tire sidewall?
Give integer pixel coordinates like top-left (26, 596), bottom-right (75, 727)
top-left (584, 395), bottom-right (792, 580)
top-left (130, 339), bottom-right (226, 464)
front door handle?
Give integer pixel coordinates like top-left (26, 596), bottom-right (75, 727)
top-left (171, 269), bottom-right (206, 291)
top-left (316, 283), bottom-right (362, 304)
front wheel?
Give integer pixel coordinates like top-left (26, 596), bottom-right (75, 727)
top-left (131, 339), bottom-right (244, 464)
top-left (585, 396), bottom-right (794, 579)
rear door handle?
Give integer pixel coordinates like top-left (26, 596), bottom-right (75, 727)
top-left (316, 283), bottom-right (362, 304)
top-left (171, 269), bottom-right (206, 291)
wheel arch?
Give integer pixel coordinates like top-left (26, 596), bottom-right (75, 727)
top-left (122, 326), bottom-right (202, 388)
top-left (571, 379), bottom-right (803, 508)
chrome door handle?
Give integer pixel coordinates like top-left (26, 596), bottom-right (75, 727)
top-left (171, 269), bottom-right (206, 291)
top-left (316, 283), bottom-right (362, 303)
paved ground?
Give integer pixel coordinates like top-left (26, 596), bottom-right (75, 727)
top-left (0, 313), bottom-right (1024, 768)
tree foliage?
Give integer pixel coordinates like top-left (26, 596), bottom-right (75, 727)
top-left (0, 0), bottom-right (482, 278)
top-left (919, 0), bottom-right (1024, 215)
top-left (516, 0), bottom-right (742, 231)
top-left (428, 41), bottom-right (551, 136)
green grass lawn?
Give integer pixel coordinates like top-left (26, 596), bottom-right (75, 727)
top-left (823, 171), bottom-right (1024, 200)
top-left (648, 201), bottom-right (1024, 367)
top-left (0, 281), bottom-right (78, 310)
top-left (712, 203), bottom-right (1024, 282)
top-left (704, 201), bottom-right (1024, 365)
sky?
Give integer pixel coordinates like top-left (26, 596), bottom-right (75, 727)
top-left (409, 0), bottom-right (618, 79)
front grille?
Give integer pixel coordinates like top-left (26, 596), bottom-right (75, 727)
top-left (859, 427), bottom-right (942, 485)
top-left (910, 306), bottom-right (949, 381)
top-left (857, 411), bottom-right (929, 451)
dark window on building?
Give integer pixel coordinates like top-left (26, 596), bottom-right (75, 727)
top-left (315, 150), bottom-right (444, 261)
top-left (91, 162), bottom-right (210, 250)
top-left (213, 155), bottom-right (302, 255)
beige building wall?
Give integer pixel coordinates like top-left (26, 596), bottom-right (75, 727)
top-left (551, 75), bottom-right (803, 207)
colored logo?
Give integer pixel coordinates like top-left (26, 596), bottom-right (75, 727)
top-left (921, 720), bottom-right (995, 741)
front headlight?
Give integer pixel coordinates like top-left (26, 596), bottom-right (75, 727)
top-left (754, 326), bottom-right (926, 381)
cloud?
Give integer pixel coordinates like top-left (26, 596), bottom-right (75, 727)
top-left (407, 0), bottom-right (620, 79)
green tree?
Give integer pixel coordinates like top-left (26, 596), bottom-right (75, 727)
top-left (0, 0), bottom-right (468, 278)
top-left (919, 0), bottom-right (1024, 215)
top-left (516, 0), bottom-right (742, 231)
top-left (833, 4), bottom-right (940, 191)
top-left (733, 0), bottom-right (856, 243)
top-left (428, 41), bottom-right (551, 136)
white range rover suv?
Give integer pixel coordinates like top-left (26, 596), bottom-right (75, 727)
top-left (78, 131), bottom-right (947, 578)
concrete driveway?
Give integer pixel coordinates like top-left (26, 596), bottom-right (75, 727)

◆ **Instruction**
Rewrite all of the entries above as a numbered list, leaving out any blank lines.

◆ **Full solution**
1. tire sidewall?
2. Give integer pixel coordinates like top-left (26, 596), bottom-right (75, 727)
3. top-left (584, 395), bottom-right (792, 580)
4. top-left (130, 339), bottom-right (226, 464)
5. front door handle?
6. Give integer pixel coordinates like top-left (26, 596), bottom-right (75, 727)
7. top-left (171, 269), bottom-right (206, 291)
8. top-left (316, 283), bottom-right (362, 304)
9. front wheel?
10. Give integer pixel coordinates like top-left (26, 596), bottom-right (75, 727)
11. top-left (131, 339), bottom-right (244, 464)
12. top-left (585, 396), bottom-right (794, 579)
13. rear door handle?
14. Give integer pixel coordinates like top-left (26, 596), bottom-right (75, 727)
15. top-left (316, 283), bottom-right (362, 304)
16. top-left (171, 269), bottom-right (206, 291)
17. wheel arch?
18. Give integer pixel coordinates like top-left (26, 596), bottom-right (75, 727)
19. top-left (122, 326), bottom-right (202, 388)
20. top-left (571, 379), bottom-right (803, 508)
21. chrome door handle?
22. Give integer pixel coordinates like top-left (26, 596), bottom-right (75, 727)
23. top-left (171, 269), bottom-right (206, 291)
24. top-left (316, 283), bottom-right (362, 303)
25. paved ground?
26. Give integer pixel coordinates like top-left (26, 596), bottom-right (75, 727)
27. top-left (0, 313), bottom-right (1024, 768)
28. tree foliage?
29. Give integer pixel coordinates like top-left (26, 596), bottom-right (75, 727)
30. top-left (0, 0), bottom-right (482, 278)
31. top-left (919, 0), bottom-right (1024, 215)
32. top-left (516, 0), bottom-right (742, 231)
33. top-left (428, 41), bottom-right (551, 136)
34. green grass lawn?
35. Give integer pixel coordinates like top-left (26, 596), bottom-right (75, 727)
36. top-left (823, 171), bottom-right (1024, 200)
37. top-left (648, 201), bottom-right (1024, 367)
38. top-left (0, 281), bottom-right (78, 310)
39. top-left (712, 203), bottom-right (1024, 282)
40. top-left (704, 201), bottom-right (1024, 365)
41. sky?
42. Give integer pixel coordinates like top-left (26, 596), bottom-right (75, 727)
43. top-left (409, 0), bottom-right (618, 79)
44. front grille?
45. Give integer pixel coordinates like top-left (26, 596), bottom-right (75, 727)
46. top-left (859, 427), bottom-right (942, 485)
47. top-left (910, 306), bottom-right (949, 381)
48. top-left (857, 411), bottom-right (929, 451)
49. dark window on building?
50. Give integer pixel coordinates like top-left (26, 596), bottom-right (75, 727)
51. top-left (315, 150), bottom-right (444, 261)
52. top-left (91, 162), bottom-right (210, 250)
53. top-left (213, 155), bottom-right (302, 255)
54. beige building wall?
55. Give integer pixel coordinates like top-left (26, 596), bottom-right (75, 727)
56. top-left (551, 75), bottom-right (803, 207)
57. colored logo?
58. Give integer pixel coordinates like top-left (26, 596), bottom-right (75, 727)
59. top-left (921, 720), bottom-right (995, 741)
60. front headlight?
61. Give integer pixel coordinates like top-left (26, 596), bottom-right (75, 727)
62. top-left (754, 326), bottom-right (926, 381)
63. cloud?
64. Give integer pixel coordinates like top-left (26, 596), bottom-right (75, 727)
65. top-left (407, 0), bottom-right (620, 79)
66. green tree?
67. Give integer pixel coordinates like top-left (26, 596), bottom-right (75, 727)
68. top-left (0, 0), bottom-right (468, 278)
69. top-left (919, 0), bottom-right (1024, 215)
70. top-left (516, 0), bottom-right (742, 231)
71. top-left (833, 4), bottom-right (940, 191)
72. top-left (733, 0), bottom-right (856, 243)
73. top-left (428, 41), bottom-right (551, 136)
74. white range rover suv?
75. Give integer pixel coordinates like top-left (26, 596), bottom-right (75, 727)
76. top-left (78, 131), bottom-right (947, 578)
77. concrete driveway?
78. Give integer pixel coordinates like top-left (26, 596), bottom-right (75, 727)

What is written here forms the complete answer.